▼
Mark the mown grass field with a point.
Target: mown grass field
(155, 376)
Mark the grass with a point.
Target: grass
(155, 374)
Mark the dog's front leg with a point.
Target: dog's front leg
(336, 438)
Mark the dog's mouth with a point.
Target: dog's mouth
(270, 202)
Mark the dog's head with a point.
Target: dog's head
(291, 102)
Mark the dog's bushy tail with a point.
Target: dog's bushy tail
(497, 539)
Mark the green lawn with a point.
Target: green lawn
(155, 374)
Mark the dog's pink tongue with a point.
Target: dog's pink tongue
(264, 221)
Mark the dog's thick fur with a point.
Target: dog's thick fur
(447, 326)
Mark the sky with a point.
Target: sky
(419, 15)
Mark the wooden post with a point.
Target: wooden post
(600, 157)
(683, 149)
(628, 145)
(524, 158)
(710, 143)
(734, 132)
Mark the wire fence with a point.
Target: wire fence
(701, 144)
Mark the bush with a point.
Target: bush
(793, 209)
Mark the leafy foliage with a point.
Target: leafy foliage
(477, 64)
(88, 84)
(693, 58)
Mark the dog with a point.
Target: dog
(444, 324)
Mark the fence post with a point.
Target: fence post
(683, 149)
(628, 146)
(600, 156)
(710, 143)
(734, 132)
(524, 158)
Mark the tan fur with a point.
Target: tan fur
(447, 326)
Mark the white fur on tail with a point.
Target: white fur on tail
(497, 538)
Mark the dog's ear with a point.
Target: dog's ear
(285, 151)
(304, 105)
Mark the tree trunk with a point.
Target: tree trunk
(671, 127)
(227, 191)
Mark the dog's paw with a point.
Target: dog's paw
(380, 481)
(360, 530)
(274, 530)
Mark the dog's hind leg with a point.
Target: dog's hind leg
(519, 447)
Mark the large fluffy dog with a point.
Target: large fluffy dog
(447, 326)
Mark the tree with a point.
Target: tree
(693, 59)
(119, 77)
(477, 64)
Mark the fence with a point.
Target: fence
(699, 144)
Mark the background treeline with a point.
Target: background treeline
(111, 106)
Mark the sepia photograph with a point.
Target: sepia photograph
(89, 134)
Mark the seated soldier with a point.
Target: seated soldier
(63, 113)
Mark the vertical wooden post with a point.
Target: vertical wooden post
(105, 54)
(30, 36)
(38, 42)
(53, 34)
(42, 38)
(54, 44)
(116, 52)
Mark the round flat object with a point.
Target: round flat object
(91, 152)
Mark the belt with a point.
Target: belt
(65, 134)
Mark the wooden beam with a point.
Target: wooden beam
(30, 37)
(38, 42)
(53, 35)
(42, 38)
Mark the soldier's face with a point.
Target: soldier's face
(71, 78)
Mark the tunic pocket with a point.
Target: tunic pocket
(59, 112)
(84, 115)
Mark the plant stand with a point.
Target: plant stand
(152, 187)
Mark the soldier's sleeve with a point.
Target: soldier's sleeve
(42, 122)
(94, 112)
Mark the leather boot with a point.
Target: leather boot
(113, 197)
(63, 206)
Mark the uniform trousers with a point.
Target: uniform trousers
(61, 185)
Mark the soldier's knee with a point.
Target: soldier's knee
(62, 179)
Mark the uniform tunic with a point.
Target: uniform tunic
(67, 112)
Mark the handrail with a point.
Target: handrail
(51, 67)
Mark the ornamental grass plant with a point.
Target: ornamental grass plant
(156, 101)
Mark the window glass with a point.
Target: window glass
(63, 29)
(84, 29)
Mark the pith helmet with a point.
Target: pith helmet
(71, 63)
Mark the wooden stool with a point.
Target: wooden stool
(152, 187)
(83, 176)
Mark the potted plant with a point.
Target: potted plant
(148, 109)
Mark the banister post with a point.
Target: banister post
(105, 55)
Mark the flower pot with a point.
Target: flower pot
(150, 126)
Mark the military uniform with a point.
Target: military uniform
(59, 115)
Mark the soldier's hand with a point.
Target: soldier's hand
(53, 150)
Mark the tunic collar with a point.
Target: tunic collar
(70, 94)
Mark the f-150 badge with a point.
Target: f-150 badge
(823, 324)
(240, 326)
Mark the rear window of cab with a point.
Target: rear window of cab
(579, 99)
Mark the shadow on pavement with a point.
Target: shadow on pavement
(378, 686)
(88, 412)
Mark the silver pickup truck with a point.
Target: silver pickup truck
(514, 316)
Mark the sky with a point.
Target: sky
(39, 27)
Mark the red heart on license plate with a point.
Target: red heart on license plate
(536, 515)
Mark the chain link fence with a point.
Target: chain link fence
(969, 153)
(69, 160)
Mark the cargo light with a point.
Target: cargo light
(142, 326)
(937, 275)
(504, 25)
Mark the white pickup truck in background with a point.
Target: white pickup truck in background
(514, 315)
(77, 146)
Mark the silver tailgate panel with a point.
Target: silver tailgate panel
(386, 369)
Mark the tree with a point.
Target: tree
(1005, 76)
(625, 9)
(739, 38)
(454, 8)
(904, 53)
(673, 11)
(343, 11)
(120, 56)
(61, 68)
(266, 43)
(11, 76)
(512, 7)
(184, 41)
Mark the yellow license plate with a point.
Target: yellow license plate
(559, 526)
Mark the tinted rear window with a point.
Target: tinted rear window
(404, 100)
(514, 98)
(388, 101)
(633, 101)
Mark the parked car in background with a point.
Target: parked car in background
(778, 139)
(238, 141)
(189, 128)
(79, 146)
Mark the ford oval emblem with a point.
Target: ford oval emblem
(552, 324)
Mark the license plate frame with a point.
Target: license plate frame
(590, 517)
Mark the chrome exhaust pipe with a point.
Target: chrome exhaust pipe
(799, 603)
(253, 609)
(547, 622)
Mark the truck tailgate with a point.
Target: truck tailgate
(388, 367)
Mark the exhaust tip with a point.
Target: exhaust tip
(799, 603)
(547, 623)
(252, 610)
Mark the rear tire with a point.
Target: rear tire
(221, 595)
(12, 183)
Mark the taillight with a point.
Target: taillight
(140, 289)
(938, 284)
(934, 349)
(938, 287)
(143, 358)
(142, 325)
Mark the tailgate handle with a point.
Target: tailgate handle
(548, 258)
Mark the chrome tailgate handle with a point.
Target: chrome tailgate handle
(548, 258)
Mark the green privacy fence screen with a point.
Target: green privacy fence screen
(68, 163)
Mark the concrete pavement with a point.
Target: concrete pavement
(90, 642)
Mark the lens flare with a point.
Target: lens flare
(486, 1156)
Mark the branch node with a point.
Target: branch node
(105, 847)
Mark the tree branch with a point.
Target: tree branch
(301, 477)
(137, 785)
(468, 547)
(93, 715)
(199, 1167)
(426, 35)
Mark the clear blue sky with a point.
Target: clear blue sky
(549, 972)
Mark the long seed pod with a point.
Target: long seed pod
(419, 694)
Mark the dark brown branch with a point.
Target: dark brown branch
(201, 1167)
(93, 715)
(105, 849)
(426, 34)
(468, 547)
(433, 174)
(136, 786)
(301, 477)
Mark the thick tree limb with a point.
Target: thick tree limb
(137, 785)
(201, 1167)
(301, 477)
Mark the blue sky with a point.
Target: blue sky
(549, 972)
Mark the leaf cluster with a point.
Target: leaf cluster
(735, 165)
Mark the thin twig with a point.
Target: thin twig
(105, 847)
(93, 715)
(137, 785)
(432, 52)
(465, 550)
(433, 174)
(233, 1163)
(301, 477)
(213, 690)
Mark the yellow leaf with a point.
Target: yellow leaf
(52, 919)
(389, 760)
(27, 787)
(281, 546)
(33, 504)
▲
Return every entry exactly as given.

Task response:
Mark the mown grass field with a point.
Target: mown grass field
(155, 376)
Mark the grass with a point.
Target: grass
(155, 374)
Mark the dog's front leg with a point.
Target: dog's front leg
(336, 438)
Mark the dog's mouth with a point.
Target: dog's mouth
(270, 202)
Mark the dog's head with a point.
Target: dog's head
(291, 102)
Mark the dog's bushy tail with a point.
Target: dog's bushy tail
(497, 539)
Mark the green lawn with a point.
Target: green lawn
(155, 374)
Mark the dog's pink tongue with a point.
Target: dog's pink tongue
(264, 221)
Mark the dog's thick fur with a point.
Target: dog's thick fur
(447, 326)
Mark the sky with a point.
Target: sky
(419, 15)
Mark the wooden post with a point.
Target: wooden post
(600, 157)
(683, 149)
(628, 145)
(524, 158)
(710, 143)
(734, 132)
Mark the wire fence with a point.
Target: wire fence
(701, 144)
Mark the bush with a point.
Target: bush
(793, 209)
Mark the leafy foliage with a point.
Target: leafy foliage
(477, 64)
(88, 84)
(693, 58)
Mark the dog with a point.
Target: dog
(444, 324)
Mark the fence post with a point.
Target: fence post
(683, 149)
(628, 146)
(600, 156)
(710, 143)
(734, 132)
(524, 158)
Mark the tan fur with a point.
Target: tan fur
(447, 326)
Mark the white fur on tail with a point.
Target: white fur on tail
(497, 538)
Mark the dog's ear with a point.
Target: dog's ear
(285, 151)
(304, 105)
Mark the tree trunk with a point.
Target: tree trunk
(671, 127)
(227, 191)
Mark the dog's paw with a point.
Target: dog's paw
(380, 481)
(360, 530)
(274, 530)
Mark the dog's hind leg with a point.
Target: dog's hind leg
(519, 447)
Mark the large fluffy dog with a point.
Target: large fluffy dog
(447, 326)
Mark the tree with a point.
Target: tree
(693, 59)
(119, 77)
(477, 64)
Mark the fence with a point.
Target: fence
(699, 144)
Mark the background treeline with a point.
Target: background treeline
(111, 106)
Mark the sepia photograph with a point.
Target: sepia photograph
(89, 134)
Mark the seated soldier with a point.
Target: seated soldier
(63, 113)
Mark the vertical wooden post with a point.
Target: vertical wooden post
(105, 54)
(30, 36)
(38, 42)
(53, 34)
(42, 38)
(54, 44)
(116, 52)
Mark the round flat object with a point.
Target: round flat object
(91, 152)
Mark the belt with a point.
Target: belt
(65, 134)
Mark the wooden beam with a point.
Target: wooden beam
(30, 37)
(38, 42)
(53, 35)
(42, 38)
Mark the soldier's face with a point.
Target: soldier's face
(71, 78)
Mark the tunic pocket with a point.
Target: tunic pocket
(59, 112)
(84, 115)
Mark the plant stand with a point.
Target: plant stand
(152, 187)
Mark the soldier's sleeve with a point.
Target: soldier's sleeve
(42, 122)
(94, 112)
Mark the leather boot with a point.
Target: leather boot
(113, 197)
(63, 206)
Mark the uniform trousers with a point.
Target: uniform trousers
(61, 185)
Mark the soldier's knee with a point.
Target: soldier's knee
(62, 179)
Mark the uniform tunic with a point.
Target: uniform tunic
(67, 112)
Mark the handrail with a point.
Target: handrail
(51, 67)
Mark the ornamental grass plant with a point.
Target: ornamental grass plant
(156, 101)
Mark the window glass with a point.
Target: window glass
(63, 29)
(84, 29)
Mark the pith helmet with a point.
Target: pith helmet
(71, 63)
Mark the wooden stool with a point.
Target: wooden stool
(152, 187)
(83, 176)
Mark the potted plant with a point.
Target: potted plant
(148, 109)
Mark the banister post with a point.
Target: banister post
(105, 55)
Mark the flower pot with a point.
Target: flower pot
(150, 126)
Mark the military uniform with a point.
Target: military uniform
(59, 115)
Mark the soldier's hand with a point.
Target: soldier's hand
(53, 150)
Mark the tunic collar with a point.
Target: tunic collar
(70, 94)
Mark the f-150 badge with a point.
Target: f-150 badge
(823, 324)
(240, 326)
Mark the rear window of cab with a point.
Target: rear window of cab
(579, 99)
Mark the shadow on pavement with a point.
Target: shadow on pavement
(378, 686)
(88, 412)
Mark the silver pickup truck with a point.
Target: silver pickup truck
(514, 316)
Mark the sky with a point.
Target: sky
(39, 27)
Mark the red heart on license plate with a point.
Target: red heart on license plate
(536, 515)
Mark the chain link fence with a point.
Target: chain link fence
(969, 153)
(69, 160)
Mark the cargo light with a point.
Target: cargo light
(142, 326)
(937, 275)
(504, 25)
Mark the white pickup truck in background with a point.
Target: white pickup truck in background
(514, 315)
(77, 146)
Mark the silver tailgate panel with a point.
Target: silver tailgate panel
(386, 369)
Mark the tree with a point.
Target: tree
(1005, 76)
(625, 9)
(739, 38)
(454, 8)
(904, 53)
(673, 11)
(343, 11)
(120, 56)
(61, 68)
(266, 43)
(11, 76)
(512, 7)
(184, 41)
Mark the yellow license plate with a point.
Target: yellow license plate
(559, 526)
Mark the tinted rear window with a point.
Target: tinted rear window
(404, 100)
(514, 98)
(388, 101)
(633, 101)
Mark the parked car in background with a point.
Target: parked car in background
(778, 139)
(238, 141)
(189, 128)
(79, 146)
Mark the ford oval emblem with a point.
Target: ford oval emblem
(552, 324)
Mark the license plate frame with a point.
Target: license plate frame
(590, 517)
Mark the chrome exhaust pipe with a point.
Target: chrome exhaust pipe
(799, 603)
(253, 609)
(547, 622)
Mark the truck tailgate with a point.
Target: truck tailgate
(388, 367)
Mark the exhaust tip with a point.
Target: exhaust tip
(799, 603)
(547, 623)
(252, 610)
Mark the rear tire with a point.
Target: rear tire
(221, 595)
(12, 183)
Mark the taillight with a point.
Target: taillight
(140, 289)
(938, 284)
(934, 349)
(938, 287)
(143, 358)
(142, 325)
Mark the tailgate handle with a point.
Target: tailgate handle
(548, 258)
Mark the chrome tailgate handle with a point.
Target: chrome tailgate handle
(548, 258)
Mark the green privacy fence screen with a point.
Target: green privacy fence screen
(68, 163)
Mark the concrete pavement with a point.
Target: concrete pavement
(90, 642)
Mark the lens flare with a point.
Target: lens flare
(486, 1156)
Mark the branch node with a point.
Target: branch node
(105, 847)
Mark the tree branch with a point.
Target: tree branch
(301, 477)
(137, 785)
(468, 547)
(93, 715)
(199, 1167)
(426, 35)
Mark the clear blue sky with a point.
Target: clear blue sky
(549, 972)
Mark the long seed pod with a point.
Target: long seed pod
(419, 694)
Mark the dark brown branch with a point.
Target: dark brown branch
(201, 1167)
(93, 715)
(105, 849)
(426, 34)
(468, 547)
(433, 174)
(136, 786)
(301, 477)
Mark the thick tree limb with a point.
Target: thick tree limb
(137, 785)
(201, 1167)
(301, 477)
Mark the blue sky with a point.
Target: blue sky
(549, 972)
Mark the leaf cluster with a point.
Target: leaf cluster
(735, 165)
Mark the thin twig with a point.
Target: thin twig
(105, 847)
(93, 715)
(137, 785)
(432, 52)
(465, 550)
(433, 174)
(233, 1163)
(301, 477)
(213, 690)
Mark the yellow leaf with a point.
Target: yellow leaf
(52, 919)
(389, 760)
(27, 787)
(281, 546)
(33, 504)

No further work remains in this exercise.